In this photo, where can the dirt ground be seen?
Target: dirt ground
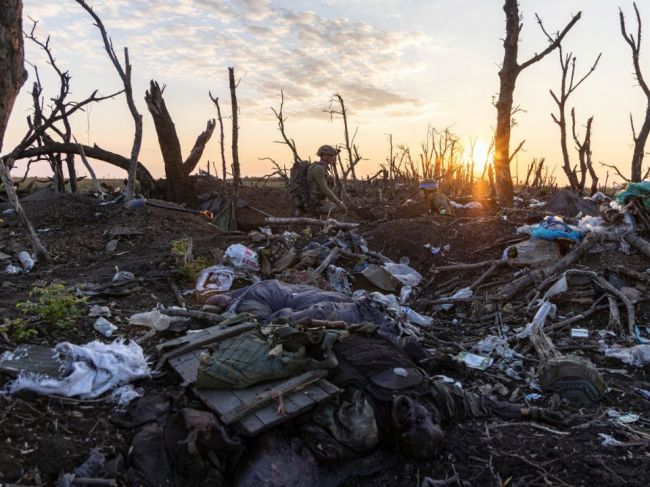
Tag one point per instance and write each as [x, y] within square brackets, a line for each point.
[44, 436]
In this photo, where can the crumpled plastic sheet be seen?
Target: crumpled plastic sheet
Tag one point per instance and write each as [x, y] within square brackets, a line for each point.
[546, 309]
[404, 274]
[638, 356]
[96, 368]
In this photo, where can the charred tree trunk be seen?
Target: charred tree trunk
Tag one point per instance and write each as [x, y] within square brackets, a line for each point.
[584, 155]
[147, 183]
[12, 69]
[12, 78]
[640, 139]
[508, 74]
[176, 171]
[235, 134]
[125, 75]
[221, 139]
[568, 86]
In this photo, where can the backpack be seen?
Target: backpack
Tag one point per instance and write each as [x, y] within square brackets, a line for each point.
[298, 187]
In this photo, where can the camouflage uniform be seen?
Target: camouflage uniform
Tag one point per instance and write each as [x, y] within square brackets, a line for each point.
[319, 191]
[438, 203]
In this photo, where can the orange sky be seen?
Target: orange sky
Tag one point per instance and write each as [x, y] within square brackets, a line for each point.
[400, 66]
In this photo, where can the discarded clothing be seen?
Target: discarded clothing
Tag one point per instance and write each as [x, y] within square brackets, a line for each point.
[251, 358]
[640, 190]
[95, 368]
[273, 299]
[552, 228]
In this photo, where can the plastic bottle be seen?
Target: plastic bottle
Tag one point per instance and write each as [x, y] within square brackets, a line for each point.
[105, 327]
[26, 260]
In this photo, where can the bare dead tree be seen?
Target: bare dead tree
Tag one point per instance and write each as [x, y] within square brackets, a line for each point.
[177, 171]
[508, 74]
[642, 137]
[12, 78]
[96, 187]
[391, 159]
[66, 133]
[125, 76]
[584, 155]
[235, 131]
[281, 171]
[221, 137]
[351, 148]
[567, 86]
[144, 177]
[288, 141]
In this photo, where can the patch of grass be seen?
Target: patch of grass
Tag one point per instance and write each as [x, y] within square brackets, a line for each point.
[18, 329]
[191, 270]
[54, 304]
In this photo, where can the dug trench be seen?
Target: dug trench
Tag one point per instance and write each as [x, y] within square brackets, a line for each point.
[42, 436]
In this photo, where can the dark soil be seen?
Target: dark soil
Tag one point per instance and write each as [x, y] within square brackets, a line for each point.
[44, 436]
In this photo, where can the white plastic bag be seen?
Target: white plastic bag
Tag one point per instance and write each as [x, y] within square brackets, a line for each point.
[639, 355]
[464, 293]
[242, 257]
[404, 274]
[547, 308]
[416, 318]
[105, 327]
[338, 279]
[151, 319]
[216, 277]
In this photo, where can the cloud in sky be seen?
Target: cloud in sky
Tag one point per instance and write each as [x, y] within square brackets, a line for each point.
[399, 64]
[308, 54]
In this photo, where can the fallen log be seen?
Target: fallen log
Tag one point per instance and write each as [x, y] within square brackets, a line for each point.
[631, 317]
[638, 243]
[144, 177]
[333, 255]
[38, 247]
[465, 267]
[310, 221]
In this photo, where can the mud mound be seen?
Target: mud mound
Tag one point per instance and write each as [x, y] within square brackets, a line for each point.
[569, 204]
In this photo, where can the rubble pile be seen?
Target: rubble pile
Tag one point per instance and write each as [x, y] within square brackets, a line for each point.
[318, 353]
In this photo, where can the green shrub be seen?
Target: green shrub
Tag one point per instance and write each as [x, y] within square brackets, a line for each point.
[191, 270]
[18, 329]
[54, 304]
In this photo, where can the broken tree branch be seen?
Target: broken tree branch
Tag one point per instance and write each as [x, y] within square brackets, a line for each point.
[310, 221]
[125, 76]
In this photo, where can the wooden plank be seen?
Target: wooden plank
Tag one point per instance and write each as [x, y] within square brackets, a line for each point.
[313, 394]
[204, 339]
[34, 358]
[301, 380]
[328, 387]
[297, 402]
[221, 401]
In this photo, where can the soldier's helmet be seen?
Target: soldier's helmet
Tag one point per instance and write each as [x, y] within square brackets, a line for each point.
__________
• **EXERCISE DETAILS**: Report every line above that has the string "trunk" in it.

• **THE ANSWER**:
In this photo, where can the charred tree trunk be seen?
Target: charred tree trunk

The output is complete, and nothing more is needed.